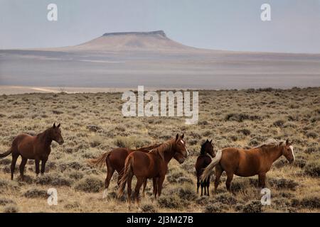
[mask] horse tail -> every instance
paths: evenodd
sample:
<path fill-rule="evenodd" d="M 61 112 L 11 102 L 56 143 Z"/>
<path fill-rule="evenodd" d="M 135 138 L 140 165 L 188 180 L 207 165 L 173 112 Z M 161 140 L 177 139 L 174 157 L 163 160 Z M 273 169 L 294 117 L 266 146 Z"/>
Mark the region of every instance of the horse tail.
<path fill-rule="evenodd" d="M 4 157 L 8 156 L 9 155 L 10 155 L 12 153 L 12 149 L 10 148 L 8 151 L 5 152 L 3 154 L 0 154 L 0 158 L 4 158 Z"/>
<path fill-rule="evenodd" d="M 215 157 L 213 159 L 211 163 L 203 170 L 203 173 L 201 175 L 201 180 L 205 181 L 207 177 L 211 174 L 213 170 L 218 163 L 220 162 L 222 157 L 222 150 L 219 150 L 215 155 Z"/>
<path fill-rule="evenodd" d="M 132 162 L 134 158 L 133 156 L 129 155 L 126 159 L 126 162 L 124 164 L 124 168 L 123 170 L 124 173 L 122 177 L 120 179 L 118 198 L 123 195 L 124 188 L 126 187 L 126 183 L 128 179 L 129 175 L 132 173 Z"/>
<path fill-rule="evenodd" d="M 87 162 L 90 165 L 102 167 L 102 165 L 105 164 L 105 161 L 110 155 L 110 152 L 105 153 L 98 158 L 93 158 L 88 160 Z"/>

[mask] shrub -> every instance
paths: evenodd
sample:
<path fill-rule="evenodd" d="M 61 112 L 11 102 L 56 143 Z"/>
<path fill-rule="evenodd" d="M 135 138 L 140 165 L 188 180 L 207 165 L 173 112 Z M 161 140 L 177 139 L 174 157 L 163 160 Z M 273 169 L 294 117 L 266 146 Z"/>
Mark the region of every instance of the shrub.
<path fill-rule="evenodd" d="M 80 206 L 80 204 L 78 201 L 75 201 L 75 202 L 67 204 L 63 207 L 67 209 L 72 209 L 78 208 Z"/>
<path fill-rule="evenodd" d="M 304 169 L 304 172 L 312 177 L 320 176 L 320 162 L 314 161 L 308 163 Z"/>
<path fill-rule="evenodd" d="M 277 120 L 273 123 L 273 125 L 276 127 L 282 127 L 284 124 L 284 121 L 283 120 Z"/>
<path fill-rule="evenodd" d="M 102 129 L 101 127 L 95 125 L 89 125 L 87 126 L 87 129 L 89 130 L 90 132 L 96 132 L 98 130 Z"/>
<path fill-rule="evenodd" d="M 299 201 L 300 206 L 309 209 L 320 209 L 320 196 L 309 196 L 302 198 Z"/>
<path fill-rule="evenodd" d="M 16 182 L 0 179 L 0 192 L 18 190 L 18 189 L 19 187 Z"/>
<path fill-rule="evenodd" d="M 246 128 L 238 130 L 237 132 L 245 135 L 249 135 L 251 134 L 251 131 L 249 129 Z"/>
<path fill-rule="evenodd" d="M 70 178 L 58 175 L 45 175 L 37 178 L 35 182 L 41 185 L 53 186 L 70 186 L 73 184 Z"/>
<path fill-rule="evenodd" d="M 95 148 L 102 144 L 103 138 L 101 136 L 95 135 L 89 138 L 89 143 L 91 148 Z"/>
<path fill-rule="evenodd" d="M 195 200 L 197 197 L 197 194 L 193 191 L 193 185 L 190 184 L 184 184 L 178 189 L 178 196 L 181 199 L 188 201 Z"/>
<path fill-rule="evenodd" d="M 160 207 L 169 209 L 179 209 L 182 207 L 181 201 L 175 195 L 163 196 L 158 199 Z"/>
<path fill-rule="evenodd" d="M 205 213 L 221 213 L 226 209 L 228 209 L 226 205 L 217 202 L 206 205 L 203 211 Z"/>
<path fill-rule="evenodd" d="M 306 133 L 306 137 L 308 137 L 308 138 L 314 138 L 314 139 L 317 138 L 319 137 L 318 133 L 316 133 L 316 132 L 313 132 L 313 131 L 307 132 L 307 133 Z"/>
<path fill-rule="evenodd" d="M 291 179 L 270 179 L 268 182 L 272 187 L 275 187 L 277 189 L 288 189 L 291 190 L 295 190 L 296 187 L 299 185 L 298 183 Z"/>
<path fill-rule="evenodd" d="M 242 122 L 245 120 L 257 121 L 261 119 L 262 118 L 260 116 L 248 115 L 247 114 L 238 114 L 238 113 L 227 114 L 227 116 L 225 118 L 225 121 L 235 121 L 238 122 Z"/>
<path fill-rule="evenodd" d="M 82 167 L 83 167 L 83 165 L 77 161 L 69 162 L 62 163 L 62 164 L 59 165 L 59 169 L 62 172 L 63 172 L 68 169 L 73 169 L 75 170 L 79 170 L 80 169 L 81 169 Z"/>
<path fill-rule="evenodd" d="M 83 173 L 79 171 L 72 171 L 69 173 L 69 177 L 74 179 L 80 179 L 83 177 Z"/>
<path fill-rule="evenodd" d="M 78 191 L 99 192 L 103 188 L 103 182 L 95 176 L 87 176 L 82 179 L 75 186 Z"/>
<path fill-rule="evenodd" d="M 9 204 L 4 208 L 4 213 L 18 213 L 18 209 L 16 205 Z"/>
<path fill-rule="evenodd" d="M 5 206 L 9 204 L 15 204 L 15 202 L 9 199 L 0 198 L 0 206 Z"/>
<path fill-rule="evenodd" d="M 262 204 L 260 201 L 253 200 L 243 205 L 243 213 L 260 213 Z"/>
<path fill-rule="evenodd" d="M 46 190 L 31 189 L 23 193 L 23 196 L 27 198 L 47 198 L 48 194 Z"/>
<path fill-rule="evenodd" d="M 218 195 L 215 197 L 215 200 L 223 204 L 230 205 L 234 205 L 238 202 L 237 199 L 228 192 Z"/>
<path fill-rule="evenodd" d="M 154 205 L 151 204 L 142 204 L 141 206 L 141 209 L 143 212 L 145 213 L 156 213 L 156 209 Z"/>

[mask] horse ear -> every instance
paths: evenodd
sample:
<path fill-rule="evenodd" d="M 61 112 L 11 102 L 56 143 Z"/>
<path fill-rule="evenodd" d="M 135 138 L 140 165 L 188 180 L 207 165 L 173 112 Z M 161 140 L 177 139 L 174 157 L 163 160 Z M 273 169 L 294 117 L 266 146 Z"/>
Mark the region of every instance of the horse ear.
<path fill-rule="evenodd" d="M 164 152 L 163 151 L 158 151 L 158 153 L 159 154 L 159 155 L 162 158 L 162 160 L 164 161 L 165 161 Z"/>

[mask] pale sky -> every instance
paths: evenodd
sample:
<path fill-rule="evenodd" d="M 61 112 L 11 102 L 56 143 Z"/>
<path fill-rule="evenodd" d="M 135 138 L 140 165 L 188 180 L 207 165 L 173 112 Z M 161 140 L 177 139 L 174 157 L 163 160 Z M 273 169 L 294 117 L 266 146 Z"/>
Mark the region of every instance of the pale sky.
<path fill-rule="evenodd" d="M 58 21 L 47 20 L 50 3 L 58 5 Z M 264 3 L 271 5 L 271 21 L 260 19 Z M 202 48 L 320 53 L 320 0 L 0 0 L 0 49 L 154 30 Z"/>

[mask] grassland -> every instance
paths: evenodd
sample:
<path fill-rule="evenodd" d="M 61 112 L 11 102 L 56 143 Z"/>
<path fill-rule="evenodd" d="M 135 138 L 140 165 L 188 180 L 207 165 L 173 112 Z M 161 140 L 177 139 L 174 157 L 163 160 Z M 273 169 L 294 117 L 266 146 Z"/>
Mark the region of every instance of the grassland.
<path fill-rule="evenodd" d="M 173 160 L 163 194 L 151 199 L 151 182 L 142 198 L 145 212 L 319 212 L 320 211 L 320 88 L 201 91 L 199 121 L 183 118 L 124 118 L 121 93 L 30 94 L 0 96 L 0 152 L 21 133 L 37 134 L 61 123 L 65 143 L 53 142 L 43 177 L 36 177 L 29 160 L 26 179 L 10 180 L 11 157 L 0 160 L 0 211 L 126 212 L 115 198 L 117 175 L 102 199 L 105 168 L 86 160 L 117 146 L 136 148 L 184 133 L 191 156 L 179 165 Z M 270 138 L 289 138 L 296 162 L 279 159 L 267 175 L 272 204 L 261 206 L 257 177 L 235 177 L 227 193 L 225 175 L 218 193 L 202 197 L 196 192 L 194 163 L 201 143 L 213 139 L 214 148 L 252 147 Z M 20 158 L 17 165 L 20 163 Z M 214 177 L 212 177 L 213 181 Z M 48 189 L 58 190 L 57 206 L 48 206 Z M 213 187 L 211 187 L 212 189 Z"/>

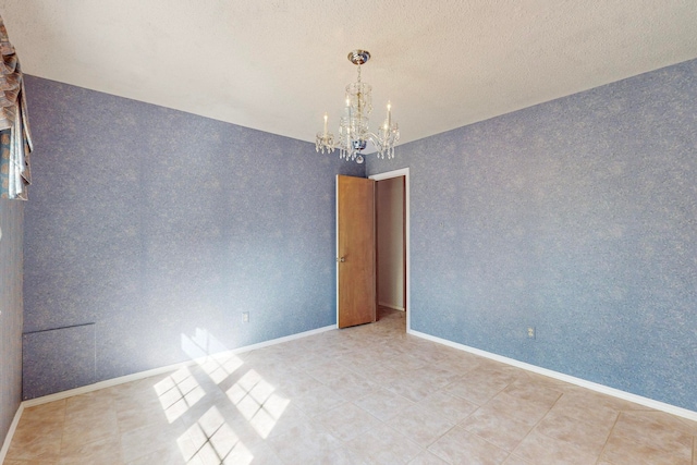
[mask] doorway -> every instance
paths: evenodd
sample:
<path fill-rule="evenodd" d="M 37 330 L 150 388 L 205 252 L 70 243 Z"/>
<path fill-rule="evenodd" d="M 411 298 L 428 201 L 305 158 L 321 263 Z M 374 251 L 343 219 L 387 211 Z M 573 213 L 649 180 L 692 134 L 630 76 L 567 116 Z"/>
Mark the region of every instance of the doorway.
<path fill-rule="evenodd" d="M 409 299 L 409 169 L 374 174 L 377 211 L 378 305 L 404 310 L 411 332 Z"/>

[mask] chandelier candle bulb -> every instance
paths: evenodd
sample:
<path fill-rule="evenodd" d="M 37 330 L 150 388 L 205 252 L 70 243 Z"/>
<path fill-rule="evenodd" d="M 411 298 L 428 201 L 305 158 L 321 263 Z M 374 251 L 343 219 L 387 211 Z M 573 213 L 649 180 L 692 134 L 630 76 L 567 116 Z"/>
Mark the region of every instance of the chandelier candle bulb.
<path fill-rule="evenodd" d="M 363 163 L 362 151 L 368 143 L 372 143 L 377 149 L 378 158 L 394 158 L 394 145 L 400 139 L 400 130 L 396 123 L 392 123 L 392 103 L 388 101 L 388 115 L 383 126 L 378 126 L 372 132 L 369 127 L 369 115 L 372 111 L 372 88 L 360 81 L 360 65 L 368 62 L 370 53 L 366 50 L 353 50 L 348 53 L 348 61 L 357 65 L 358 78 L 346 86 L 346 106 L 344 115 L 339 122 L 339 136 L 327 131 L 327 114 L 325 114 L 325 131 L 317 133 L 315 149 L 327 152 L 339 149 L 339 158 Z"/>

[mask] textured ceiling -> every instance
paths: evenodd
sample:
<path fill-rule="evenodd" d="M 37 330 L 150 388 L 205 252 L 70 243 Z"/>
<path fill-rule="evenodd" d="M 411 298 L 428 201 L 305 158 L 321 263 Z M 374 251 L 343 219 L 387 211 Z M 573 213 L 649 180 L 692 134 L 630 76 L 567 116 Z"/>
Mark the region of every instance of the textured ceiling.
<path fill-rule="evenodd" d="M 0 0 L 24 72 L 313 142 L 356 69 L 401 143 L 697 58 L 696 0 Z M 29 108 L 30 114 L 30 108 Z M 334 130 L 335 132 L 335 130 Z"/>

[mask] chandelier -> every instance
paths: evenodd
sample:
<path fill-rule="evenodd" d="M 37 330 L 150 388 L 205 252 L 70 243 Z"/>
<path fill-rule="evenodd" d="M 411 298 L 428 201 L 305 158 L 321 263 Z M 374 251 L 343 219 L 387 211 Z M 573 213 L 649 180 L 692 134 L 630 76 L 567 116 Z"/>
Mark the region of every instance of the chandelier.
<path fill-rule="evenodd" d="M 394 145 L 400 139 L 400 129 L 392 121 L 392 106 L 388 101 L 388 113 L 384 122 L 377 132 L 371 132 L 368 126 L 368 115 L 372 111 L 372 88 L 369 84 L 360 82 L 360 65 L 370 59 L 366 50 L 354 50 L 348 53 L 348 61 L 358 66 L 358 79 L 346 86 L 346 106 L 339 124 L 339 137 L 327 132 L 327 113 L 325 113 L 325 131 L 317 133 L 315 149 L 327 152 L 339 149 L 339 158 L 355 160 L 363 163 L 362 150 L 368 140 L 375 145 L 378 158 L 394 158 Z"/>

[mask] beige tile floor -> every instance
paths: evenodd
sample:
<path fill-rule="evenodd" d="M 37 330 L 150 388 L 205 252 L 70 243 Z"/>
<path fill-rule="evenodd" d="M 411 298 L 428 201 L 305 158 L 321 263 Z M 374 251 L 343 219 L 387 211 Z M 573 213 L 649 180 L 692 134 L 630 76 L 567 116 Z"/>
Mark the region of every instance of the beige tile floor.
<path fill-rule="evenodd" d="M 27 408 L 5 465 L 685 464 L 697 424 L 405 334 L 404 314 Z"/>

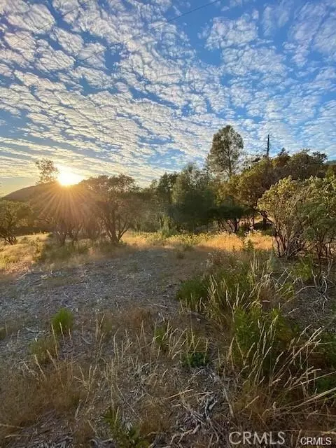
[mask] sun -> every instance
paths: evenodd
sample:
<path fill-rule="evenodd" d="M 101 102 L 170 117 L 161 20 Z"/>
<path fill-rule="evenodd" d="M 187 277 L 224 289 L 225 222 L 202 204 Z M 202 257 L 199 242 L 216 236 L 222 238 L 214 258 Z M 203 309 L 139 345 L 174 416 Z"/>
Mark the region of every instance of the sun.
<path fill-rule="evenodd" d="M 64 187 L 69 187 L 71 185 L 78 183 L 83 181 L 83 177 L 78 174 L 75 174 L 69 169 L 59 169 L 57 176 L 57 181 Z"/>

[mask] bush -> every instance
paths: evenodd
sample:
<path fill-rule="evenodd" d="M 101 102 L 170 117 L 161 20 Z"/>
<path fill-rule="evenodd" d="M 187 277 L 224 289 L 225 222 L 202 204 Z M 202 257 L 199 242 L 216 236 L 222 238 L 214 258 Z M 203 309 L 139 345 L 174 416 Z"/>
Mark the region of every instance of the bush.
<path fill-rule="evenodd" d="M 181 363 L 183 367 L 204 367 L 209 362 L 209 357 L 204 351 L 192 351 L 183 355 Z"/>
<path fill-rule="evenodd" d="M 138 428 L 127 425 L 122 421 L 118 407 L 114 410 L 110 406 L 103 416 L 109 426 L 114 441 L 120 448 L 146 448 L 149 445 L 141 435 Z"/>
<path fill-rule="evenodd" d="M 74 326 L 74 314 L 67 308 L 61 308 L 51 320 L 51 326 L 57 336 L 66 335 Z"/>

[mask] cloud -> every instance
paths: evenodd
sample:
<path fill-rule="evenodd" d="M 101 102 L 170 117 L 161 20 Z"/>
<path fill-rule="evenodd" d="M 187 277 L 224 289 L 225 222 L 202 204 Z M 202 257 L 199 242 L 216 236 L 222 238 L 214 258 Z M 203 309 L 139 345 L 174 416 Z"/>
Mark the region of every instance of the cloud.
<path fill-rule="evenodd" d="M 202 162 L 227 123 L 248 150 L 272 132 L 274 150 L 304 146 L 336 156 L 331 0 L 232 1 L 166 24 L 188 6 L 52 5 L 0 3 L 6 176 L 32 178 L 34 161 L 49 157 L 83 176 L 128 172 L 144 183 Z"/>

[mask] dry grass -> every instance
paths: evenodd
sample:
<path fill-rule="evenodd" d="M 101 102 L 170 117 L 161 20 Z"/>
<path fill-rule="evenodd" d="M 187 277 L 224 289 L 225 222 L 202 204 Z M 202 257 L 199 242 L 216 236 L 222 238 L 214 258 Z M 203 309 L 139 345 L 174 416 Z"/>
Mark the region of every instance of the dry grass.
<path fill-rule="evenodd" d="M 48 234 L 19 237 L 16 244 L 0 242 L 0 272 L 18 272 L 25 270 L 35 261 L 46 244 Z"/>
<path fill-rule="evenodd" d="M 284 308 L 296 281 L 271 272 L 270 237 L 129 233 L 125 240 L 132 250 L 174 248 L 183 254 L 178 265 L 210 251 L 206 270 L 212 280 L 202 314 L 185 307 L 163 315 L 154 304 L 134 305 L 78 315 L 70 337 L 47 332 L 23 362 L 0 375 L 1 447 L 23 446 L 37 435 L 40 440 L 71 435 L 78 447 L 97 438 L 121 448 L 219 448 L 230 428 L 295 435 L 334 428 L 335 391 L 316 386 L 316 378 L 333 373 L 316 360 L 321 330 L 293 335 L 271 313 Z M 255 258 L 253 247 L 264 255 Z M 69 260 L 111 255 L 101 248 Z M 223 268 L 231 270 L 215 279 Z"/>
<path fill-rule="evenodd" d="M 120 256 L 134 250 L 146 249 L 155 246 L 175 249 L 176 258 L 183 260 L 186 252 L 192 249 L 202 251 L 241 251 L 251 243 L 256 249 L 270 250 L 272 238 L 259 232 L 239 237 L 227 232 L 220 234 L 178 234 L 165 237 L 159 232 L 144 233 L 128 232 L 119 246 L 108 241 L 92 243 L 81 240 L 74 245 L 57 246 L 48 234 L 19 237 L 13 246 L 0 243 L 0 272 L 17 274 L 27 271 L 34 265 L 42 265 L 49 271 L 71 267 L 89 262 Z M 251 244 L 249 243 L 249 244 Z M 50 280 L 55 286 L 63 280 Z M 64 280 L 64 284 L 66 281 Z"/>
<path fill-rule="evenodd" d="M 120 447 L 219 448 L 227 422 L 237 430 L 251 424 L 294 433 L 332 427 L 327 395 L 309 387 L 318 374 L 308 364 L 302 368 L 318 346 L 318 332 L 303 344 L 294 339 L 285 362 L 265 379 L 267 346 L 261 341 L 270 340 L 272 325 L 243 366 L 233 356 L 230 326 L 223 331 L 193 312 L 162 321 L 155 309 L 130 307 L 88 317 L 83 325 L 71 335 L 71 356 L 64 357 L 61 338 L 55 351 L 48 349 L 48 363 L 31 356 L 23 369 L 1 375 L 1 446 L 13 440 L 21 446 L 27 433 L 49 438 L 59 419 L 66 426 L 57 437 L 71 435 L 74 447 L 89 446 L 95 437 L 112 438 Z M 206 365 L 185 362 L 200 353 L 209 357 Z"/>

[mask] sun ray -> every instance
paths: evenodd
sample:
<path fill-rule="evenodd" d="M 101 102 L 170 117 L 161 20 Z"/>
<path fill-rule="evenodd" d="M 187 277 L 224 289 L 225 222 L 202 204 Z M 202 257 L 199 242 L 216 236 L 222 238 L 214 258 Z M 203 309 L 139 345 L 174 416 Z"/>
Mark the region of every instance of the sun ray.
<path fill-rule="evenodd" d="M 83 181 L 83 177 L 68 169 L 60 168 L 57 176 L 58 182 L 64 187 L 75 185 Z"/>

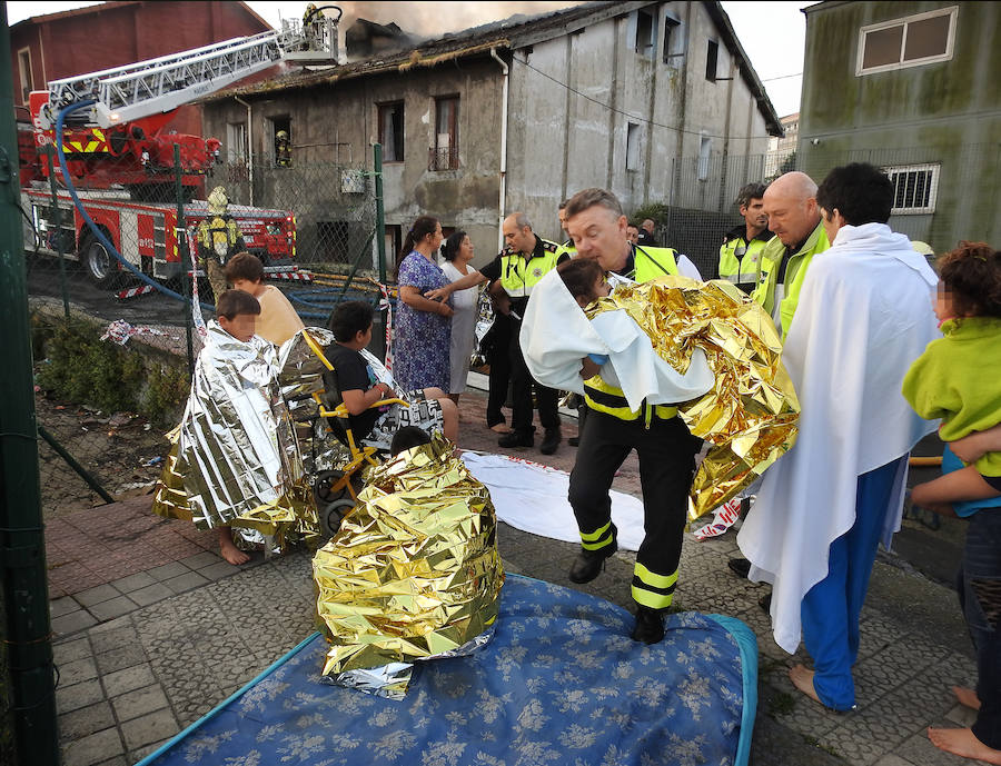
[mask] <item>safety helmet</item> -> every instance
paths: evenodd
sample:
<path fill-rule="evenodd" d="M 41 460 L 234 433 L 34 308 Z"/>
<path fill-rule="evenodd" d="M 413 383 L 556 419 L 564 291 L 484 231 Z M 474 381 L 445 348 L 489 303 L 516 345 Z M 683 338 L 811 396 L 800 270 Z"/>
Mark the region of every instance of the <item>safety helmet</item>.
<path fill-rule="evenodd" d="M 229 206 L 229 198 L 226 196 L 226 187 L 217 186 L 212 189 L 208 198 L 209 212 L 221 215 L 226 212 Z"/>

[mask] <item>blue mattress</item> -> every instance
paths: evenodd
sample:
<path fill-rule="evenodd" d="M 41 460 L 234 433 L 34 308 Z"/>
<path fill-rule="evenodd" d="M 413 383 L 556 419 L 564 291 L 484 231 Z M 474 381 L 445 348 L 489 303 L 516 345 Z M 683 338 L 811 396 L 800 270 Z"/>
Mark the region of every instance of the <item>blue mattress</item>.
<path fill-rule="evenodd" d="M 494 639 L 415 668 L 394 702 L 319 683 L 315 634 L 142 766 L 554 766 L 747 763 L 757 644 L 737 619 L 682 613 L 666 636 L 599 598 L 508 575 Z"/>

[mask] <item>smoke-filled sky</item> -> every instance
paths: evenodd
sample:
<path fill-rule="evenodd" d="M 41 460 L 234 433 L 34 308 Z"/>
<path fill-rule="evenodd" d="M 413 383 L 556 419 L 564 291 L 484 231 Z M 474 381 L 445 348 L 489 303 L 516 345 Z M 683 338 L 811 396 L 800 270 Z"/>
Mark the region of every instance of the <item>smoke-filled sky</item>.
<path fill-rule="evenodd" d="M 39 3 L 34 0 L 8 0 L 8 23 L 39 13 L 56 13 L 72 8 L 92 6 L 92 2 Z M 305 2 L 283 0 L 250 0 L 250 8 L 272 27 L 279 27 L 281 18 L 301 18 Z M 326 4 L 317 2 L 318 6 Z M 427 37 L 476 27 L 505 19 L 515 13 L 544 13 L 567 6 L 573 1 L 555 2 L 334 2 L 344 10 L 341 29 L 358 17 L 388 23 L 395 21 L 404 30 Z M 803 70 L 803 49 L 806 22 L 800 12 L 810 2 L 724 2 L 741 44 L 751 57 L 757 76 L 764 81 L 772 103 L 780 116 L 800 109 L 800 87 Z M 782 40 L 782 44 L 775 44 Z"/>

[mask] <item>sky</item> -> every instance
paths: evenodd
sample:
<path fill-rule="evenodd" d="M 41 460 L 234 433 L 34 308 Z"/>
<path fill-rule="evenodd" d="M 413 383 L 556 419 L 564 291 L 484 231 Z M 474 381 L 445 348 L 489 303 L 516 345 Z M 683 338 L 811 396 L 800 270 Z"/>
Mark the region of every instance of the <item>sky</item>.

What is needed:
Lay out the items above as a numbered list, starting at the beginning and running through the line that contains "157 L 8 156". Omit blank lines and pictures.

Written answer:
1. [mask] horse tail -> every instance
2. paths: evenodd
3. sample:
4. <path fill-rule="evenodd" d="M 61 112 L 11 102 L 56 143 Z"/>
5. <path fill-rule="evenodd" d="M 135 138 L 140 165 L 188 180 L 207 165 L 173 112 Z M 161 140 L 177 139 L 174 157 L 163 160 Z M 273 169 L 294 117 L 266 146 Z"/>
6. Mark the region of every instance of the horse tail.
7. <path fill-rule="evenodd" d="M 4 157 L 8 156 L 9 155 L 10 155 L 12 153 L 12 149 L 10 148 L 8 151 L 5 152 L 3 154 L 0 154 L 0 158 L 4 158 Z"/>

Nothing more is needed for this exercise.